[Given passage]
Toffoli chose de Moraes for his effort to go after those criticizing the court. The first thing de Moraes did was force a magazine called Crusoe to remove an article about this same Toffoli and his links to a corruption investigation. De Moraes called the article “fake news.” The publishers had no recourse, because in the past it was usually the Supreme Court protecting the press from lower court orders trying to make them remove their content. The ban on the content was later removed after legal documents surfaced showing that the reporting was accurate. The jig should have been up when the first thing these powers were used for was shutting down accurate reporting about the very man who put the order in place, but de Moraes was just beginning. His power would soon be spreading much more widely, attacking freedom at every turn. Even in the most egregious instances of censorship or surveillance in the US, the government was using rubber stamp courts or was merely pressuring companies to remove people from social media. When such “prosecutions,” if you can even call them that, originate from the same body which judges them, it is simple tyranny and there is no protection of the rights of the public. The judiciary insists that because it goes back to a full panel of the 11 Supreme Court Justices this is not the tyranny of de Moraes, but they are clearly just going along with him.
Jack Nicas, who covered the Brazilian election for The New York Times, and thus also de Moraes’ ever increasing power, provided much of the best English-language journalism on this issue, albeit while persistently trying to play up the supposed threats to democracy which de Moraes claims he is combating. In one article from September 26th 2022 titled “To Defend Democracy, Is Brazil’s Top Court Going Too Far?” he tells the story of a WhatsApp chat group containing some of Brazil’s wealthiest businessman who supported Bolsonaro. In the summer of 2022, one member of the chat group, real estate magnate Jose Koury, said “I prefer a coup to the return of the Workers’ Party,” to which one of the other 7 people in the chat responded with a GIF of a man applauding. No one else responded and there was not further discussion of the topic. When the chat was leaked to the media, Nicas describes what happened, “Federal agents raided the homes of eight of the businessmen. The authorities froze their bank accounts, subpoenaed their financial, phone and digital records, and told social networks to suspend some of their accounts.” This was all done at the order of de Moraes, and these are men with financial interests throughout Brazil and a large public presence; you can imagine how little defense the common man has against such persecutions. No one had planned anything, one man had just spoken immoderately, and said something that people from across the world say when they are dissatisfied with government [not just in countries with a history of coups, many Americans say such things as well.] Since the entire process is de Moraes, there weren’t any safeguards besides the broader Supreme Court which he clearly controls. He tried to justify his actions by releasing a document showing their connections to various right wing figures, but this information was already publicly known. He ultimately unfroze their bank accounts and they were never charged. What is more notable is that when Brazil’s deputy attorney general, Lindora Aruajo appealed his order saying it represented, “a kind of thought police that is characteristic of authoritarian regimes” it was de Moraes himself who saw to the appeal and declined it.

[Excerpted data]
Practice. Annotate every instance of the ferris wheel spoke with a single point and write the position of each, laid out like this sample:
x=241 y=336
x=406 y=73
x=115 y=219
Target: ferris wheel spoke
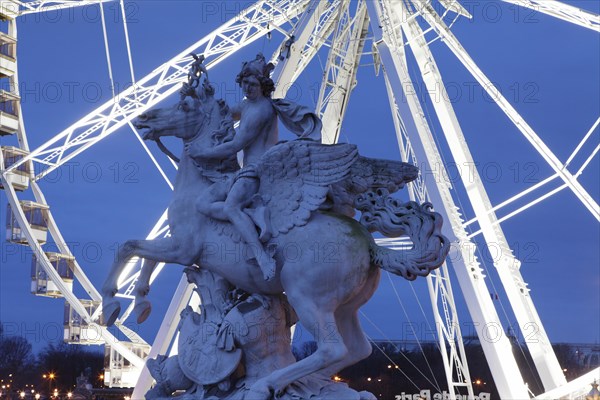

[Exercise instructions]
1. According to the passage on de Moraes, what was the first thing he did after Toffoli chose him?
2. Reproduce all the records word for word, omitting the pictures.

[Expected results]
1. He forced the magazine Crusoe to remove an article about Toffoli and his links to a corruption investigation.

2.
Practice. Annotate every instance of the ferris wheel spoke with a single point and write the position of each, laid out like this sample:
x=241 y=336
x=406 y=73
x=115 y=219
Target: ferris wheel spoke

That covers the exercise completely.